■ REQUIRED ACTIONS:
**A)** Translate this sentence from the editorial on reopening schools into Spanish: "But it’s also probable that keeping children away from school will result in deeply problematic outcomes."
**B)** In the editorial on reopening schools, how long will Norfolk's period of online instruction last at minimum?
**C)** Retype the editorial on reopening schools from "That’s why the" up to and including "they cannot recover.".

■ EXTRACT TO READ:

Reopening schools in the fall with virtual learning may be the right choice to protect public health, but it’s far from a perfect approach.
It’s good that most school officials, teachers and parents recognize this. It should motivate them to think beyond the first day of classes to the larger problem of how to keep children — particularly those with special needs and other at-risk students — from falling behind.
This week saw school boards in several Hampton Roads districts move toward online learning to start the school year. In some communities, these were wide-ranging discussions of the options available which invited public input and hashed through some of the obstacles.
Norfolk’s board voted Wednesday to begin the year with online instruction, a period that will last at least nine weeks. Virginia Beach is likely to follow suit, with guidelines to determine when it’s safe to welcome students back to their classrooms.
Teachers’ groups are united in their opposition to in-person instruction to start the year. Data suggests that young children are less prone to infection and less likely to experience severe sickness or death if they contract it.
That’s not the case for teachers, who would be asked to shoulder additional risk by returning to work. On Monday, the commonwealth’s largest insurer of school districts told an online panel that teachers might not be eligible for claims under worker’s compensation for COVID-19 infections, which will likely deepen teachers’ concerns.
School support staff and administrators would also see a higher likelihood of infection. Health officials also worry that students could act as carriers, bringing the disease home with them at the end of the school day.
Reducing that danger is directly tied to our ability to curb the spread of the disease, which has been a national catastrophe so far. The United States passed 4 million coronavirus cases last week. More than 150,000 people have died. The virus is surging in dozens of states, months after it arrived on these shores and long after other countries effectively suppressed it.
In Virginia, a period of remarkable success has come undone in recent weeks. What was once a promising trend has turned ominous as the percentage of positive tests has risen, particularly in Hampton Roads.
It’s probable, but not certain, a return to school would accelerate those trends and add to the more than 80,000 cases and 2,000 deaths Virginia has already recorded from this infuriating disease.
But it’s also probable that keeping children away from school will result in deeply problematic outcomes.
Students with special needs or those who need additional or specialized instruction will be set adrift. Children who come from low-income families or who don’t have ready or reliable internet access will also fall further behind.
Add to that the fact that online instruction is, in many cases, a poor substitute for in-person classroom learning. It’s a challenge — for teachers and students alike — to replicate the experience of robust class discussion without being face to face.
Yes, there’s a financial component to all this as well. Many parents struggled to juggle work duties with home schooling when both abruptly changed in the spring. They reasonably worry both with suffer the longer schools remain closed.
That’s why the Norfolk and Virginia Beach approach seems prudent: Begin the year with online instruction but continue to monitor data with an eye to returning students to schools as soon as possible. It nods to reality while leaving room for hope.
In the meantime, school districts should be preparing robust outreach to at-risk students and those needing additional attention and specialized instruction. The longer this goes, the further these students may fall behind — and we should fight that with every tool available.
There is no perfect solution to this. But it’s essential those children at greatest risk receive the full measure of our efforts to ensure they aren’t put at a disadvantage from which they cannot recover.

■ EXCERPTED DATA:
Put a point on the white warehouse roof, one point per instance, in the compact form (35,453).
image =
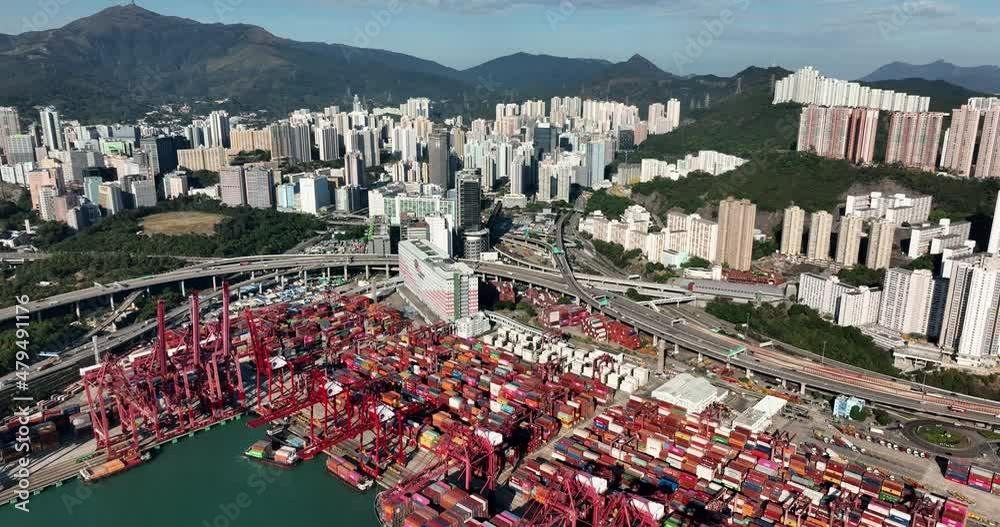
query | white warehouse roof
(694,394)
(758,418)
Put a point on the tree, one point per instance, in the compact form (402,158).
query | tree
(696,262)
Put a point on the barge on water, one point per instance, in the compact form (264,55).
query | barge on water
(264,451)
(112,467)
(349,473)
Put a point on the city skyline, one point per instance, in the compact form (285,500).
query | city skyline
(680,36)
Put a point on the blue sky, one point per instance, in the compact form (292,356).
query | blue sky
(846,38)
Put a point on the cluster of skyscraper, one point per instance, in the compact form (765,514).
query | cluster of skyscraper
(728,242)
(957,308)
(969,148)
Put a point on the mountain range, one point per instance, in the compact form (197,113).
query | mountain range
(985,79)
(125,60)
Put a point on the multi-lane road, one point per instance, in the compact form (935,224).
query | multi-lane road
(831,377)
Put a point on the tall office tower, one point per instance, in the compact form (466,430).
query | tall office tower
(22,149)
(52,131)
(912,301)
(914,139)
(110,198)
(440,233)
(232,186)
(259,185)
(218,125)
(354,170)
(439,158)
(673,113)
(861,132)
(791,231)
(468,185)
(880,239)
(175,185)
(314,194)
(994,244)
(46,202)
(10,124)
(988,162)
(970,324)
(281,140)
(329,143)
(301,143)
(736,224)
(162,154)
(849,240)
(44,177)
(143,192)
(824,131)
(544,139)
(450,289)
(960,144)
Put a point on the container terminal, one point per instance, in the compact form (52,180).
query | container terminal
(498,426)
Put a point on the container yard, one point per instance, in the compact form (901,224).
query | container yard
(518,427)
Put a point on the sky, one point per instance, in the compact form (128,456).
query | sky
(843,38)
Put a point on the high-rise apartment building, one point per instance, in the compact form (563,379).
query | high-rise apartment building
(861,130)
(143,192)
(737,219)
(972,311)
(10,124)
(914,139)
(450,289)
(232,186)
(960,144)
(329,143)
(259,187)
(792,229)
(314,194)
(439,158)
(880,239)
(849,240)
(994,244)
(988,162)
(52,132)
(300,143)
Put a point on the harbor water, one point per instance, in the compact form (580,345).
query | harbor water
(203,481)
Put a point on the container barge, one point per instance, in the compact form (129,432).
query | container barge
(264,452)
(349,472)
(112,467)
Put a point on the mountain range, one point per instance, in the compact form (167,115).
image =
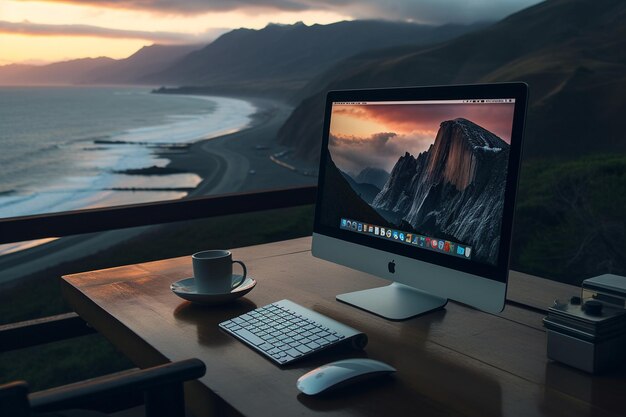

■ LIST OF SOLUTIONS:
**A)** Pero también es probable que mantener a los niños alejados de la escuela tenga resultados profundamente problemáticos.

**B)** At least nine weeks.

**C)**
That’s why the Norfolk and Virginia Beach approach seems prudent: Begin the year with online instruction but continue to monitor data with an eye to returning students to schools as soon as possible. It nods to reality while leaving room for hope.
In the meantime, school districts should be preparing robust outreach to at-risk students and those needing additional attention and specialized instruction. The longer this goes, the further these students may fall behind — and we should fight that with every tool available.
There is no perfect solution to this. But it’s essential those children at greatest risk receive the full measure of our efforts to ensure they aren’t put at a disadvantage from which they cannot recover.